- _Task description_
Show each line of the records in which the word "framed" occurs.

[Point localization data]

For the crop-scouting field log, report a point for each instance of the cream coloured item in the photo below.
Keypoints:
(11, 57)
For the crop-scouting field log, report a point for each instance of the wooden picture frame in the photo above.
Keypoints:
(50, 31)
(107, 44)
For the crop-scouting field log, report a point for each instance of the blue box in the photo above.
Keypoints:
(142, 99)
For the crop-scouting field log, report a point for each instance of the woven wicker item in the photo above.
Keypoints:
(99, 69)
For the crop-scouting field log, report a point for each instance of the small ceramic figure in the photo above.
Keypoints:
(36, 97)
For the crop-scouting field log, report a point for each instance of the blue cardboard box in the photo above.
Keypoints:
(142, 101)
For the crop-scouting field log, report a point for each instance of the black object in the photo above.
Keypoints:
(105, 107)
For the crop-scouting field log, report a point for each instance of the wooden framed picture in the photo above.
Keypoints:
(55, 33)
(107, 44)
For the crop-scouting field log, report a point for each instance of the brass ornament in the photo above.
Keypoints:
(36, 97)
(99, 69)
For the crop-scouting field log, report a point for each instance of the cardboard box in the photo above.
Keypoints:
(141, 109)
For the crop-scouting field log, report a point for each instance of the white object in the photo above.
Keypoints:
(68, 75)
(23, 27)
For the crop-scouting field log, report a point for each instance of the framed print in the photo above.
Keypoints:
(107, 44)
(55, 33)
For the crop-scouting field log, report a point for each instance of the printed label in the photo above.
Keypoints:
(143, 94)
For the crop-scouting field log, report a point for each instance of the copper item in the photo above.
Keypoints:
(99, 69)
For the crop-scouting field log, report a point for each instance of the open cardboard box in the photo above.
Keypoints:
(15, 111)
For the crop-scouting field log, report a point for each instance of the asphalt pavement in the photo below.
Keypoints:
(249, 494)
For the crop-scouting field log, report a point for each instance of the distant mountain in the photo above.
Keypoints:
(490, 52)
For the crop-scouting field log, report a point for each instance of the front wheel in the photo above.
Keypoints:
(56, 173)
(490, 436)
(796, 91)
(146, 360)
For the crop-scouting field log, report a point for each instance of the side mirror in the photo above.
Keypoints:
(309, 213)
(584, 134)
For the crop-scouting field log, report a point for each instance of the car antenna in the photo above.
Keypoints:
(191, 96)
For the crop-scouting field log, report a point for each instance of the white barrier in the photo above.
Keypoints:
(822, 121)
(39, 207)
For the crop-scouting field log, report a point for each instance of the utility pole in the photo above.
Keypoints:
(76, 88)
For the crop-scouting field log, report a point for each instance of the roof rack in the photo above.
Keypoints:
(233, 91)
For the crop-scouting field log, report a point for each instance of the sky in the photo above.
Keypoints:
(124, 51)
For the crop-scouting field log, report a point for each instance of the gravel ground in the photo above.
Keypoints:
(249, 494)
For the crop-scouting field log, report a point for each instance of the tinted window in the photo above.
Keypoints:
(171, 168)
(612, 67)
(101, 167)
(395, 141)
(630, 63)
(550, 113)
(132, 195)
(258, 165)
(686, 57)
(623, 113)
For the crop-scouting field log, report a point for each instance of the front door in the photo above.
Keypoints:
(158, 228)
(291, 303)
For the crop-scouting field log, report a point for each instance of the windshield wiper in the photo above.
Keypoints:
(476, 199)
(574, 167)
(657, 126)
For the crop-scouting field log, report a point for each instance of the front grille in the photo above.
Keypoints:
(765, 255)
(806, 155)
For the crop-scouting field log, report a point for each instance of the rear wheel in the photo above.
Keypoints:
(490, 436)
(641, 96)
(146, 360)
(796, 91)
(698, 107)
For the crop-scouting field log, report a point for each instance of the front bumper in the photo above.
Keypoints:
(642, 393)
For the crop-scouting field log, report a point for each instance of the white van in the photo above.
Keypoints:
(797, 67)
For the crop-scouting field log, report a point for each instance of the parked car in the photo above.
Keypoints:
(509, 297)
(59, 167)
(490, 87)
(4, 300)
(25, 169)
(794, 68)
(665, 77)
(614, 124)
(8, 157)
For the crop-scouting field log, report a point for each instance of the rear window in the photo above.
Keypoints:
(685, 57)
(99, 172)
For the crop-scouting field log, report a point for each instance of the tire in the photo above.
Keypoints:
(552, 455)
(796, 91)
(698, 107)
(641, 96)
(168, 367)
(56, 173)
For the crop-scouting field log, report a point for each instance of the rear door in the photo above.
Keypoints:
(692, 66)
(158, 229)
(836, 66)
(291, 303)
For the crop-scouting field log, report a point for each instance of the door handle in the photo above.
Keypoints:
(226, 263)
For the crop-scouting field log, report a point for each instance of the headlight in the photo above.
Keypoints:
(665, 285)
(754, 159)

- _Result of this exercise_
For the crop-scouting field log, report a point for each instance of the wooden framed picture in the photo above.
For the crop-scouting field log, report a point for each instance of the framed print in the photo above.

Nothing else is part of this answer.